» Problema curto a:
Copie, sem alterar nada, tudo o que vai da linha da listagem que contém "point: bare tree" até o final da listagem, incluindo as duas pontas.

» Trecho citado:
▶

A Função do Dom de Línguas e A Tradição Adventista

A Função do Dom de Línguas e A Tradição Adventista


Rodrigo F. Rodrigues é bacharel teologia pelo UNASP-EC (2009); Mestre em teologia bíblica pela PUC-Rio (2013). 2014–2019 atuou como professor de ensino religioso e como pastor distrital no campo da Associação Sul Paranaense. Atualmente, dedica-se integralmente aos estudos.


A TRADIÇÃO ADVENTISTA

Tradicionalmente, a interpretação adventista tem afirmado que: (1) o dom de línguas teria sido dado com a função de ser, em si mesmo, um instrumento de comunicação do evangelho; (2) a primeira vez que o dom de línguas teria acontecido explicitamente para possibilitar a transmissão do evangelho, na “modalidade conversação”, entre um pregador do evangelho e um ouvinte estrangeiro que não compreendia o vernáculo do pregador, alega-se que foi o evento de Pentecostes, narrado em Atos capítulo 2. Esse texto é tradicionalmente tomado como “a” prova bíblica para essas afirmações.1

Curiosamente, não há um único versículo do Novo Testamento que apoie tais afirmações, nem mesmo implicitamente! No relato do Novo Testamento, jamais houve pregação “em línguas”. Jamais houve conversação “em línguas”.

ATOS 2

O texto de Atos 2:11 informa ao leitor qual foi, precisamente, o real conteúdo que os estrangeiros ouviram da boca dos discípulos após receberem o dom: “as grandezas de Deus” (gr.: ta megaleia tou theou). Ou seja, assim como Cornélio em Atos 10, os discípulos engrandeceram a Deus empregando as línguas maternas dos diversos estrangeiros presentes.

◀

» Problema curto b:
Dê sequência ao texto sobre o dom de línguas e a tradição adventista, começando logo depois da última frase apresentada.

» Dados extraídos:
▶

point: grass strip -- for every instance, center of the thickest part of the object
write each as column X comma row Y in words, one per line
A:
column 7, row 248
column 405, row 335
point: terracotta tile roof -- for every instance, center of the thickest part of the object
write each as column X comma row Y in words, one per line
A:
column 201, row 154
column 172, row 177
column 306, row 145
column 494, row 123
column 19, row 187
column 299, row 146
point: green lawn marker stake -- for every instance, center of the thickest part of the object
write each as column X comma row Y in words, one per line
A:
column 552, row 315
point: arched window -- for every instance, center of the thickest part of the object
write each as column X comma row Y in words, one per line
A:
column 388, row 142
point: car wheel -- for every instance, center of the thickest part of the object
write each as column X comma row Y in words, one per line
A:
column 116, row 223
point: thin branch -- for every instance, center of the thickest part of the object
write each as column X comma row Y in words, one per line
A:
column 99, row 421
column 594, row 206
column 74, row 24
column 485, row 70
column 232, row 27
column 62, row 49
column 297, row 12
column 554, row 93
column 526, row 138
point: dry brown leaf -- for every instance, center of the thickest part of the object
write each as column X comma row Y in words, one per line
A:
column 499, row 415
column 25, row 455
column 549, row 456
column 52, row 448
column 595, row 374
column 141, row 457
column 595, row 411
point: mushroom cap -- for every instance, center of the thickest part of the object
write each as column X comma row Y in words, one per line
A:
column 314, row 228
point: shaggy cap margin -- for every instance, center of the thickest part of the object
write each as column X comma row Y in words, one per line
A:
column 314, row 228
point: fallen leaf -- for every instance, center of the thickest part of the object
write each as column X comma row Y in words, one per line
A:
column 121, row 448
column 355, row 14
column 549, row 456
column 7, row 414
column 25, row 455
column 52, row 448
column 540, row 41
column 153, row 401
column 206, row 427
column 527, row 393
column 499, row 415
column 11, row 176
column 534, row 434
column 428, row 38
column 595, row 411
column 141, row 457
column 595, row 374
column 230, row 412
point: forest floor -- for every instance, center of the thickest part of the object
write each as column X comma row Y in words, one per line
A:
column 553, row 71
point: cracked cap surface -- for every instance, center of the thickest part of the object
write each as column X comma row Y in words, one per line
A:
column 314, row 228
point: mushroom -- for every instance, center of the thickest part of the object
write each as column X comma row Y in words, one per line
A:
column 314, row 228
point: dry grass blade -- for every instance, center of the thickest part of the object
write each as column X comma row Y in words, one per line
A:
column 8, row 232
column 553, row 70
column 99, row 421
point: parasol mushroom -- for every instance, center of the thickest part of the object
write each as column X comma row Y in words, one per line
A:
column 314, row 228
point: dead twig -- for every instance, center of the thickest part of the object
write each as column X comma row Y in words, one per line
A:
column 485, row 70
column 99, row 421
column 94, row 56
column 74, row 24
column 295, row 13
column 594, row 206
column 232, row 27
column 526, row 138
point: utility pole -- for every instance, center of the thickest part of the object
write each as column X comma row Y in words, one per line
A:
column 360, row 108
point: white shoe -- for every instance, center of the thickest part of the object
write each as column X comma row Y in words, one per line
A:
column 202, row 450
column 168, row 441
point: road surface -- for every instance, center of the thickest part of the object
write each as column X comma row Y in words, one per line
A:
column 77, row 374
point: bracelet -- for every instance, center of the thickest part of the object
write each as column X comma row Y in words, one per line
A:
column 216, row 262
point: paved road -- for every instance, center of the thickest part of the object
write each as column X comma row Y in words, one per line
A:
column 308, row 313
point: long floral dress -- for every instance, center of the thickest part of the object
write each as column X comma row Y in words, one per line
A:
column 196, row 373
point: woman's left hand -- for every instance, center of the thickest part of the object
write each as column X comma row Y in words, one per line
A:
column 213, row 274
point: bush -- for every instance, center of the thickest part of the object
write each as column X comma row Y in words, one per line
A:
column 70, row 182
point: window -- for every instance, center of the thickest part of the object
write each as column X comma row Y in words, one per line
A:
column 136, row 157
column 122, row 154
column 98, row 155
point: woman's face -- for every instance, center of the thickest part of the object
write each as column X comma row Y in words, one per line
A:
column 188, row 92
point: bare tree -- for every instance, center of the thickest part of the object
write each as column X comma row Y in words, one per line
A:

◀

» Resposta escrita a:
point: bare tree -- for every instance, center of the thickest part of the object
write each as column X comma row Y in words, one per line
A:

» Resposta escrita b:
Não é possível, textualmente, confundir o ato de “engrandecer” a Deus, com o ato de “proclamar” o evangelho. O Livro dos Salmos abundantemente nos informa que “engrandecer a Deus” significa falar diretamente a Deus (e não às pessoas), reconhecendo e descrevendo Seus atributos e Suas obras. Trata-se de “oração” (falar a Deus) e não de “conversação” (falar aos homens).

O próprio Livro de Atos deixa claro que o único dentre os discípulos que pregou/proferiu o sermão aos estrangeiros e aos habitantes de Jerusalém presentes no evento do Pentecostes foi Pedro (Atos 2:14–41)! Além disso, tão logo Pedro pronunciou seu único sermão a aos habitantes de Jerusalém e aos estrangeiros, a multidão não apenas demonstrou ter entendido (Atos 2:37), mas também, grande parte dela aceitou o apelo de Pedro. (Atos 2:38,41).

Por que bastou um único sermão? A razão é que, no primeiro século, o “mundo greco-romano” usava o grego como sua língua predominante. Consequentemente, independentemente de qual fosse a língua materna de um indivíduo nascido naquele “mundo”, dificilmente ele desconheceria o grego. Era a língua comum, a língua do comércio.2 Se Pedro sabia, inclusive, escrever em grego, é razoável supor que, assim como seus contemporâneos, soubesse falar o grego comum entendido pelos estrangeiros visitantes.

O fato dos discípulos engrandecerem a Deus (orarem) no meio da multidão, assim como a confusão feita por Eli ao ver Ana, mãe de Samuel, quando orava (“falava sozinha”) no templo (1 Samuel 1:13–14), os discípulos, igualmente, foram, equivocadamente, tachados de “embriagados” pelos espectadores (Atos 2:13–14). Caso os discípulos estivessem “conversando fluentemente” nas diversas línguas de seus interlocutores (em vez de “falando sozinhos”), é de se supor que não haveria nenhuma razão para causarem a impressão de embriaguez aos expectadores.

ATOS 10

Os eventos descritos em Atos 10 são os seguintes: (a) Pedro prega a Cornélio; (b) Cornélio fala em línguas assim como o fizeram os discípulos no dia de Pentecostes.

Em Atos 10:46 é empregada a mesma construção grega, adaptada, tal como em Atos 2:11, para dizer que Cornélio, ao receber o dom de língua, passou a “engrandecer Deus” (megalunóntôn tòn theón).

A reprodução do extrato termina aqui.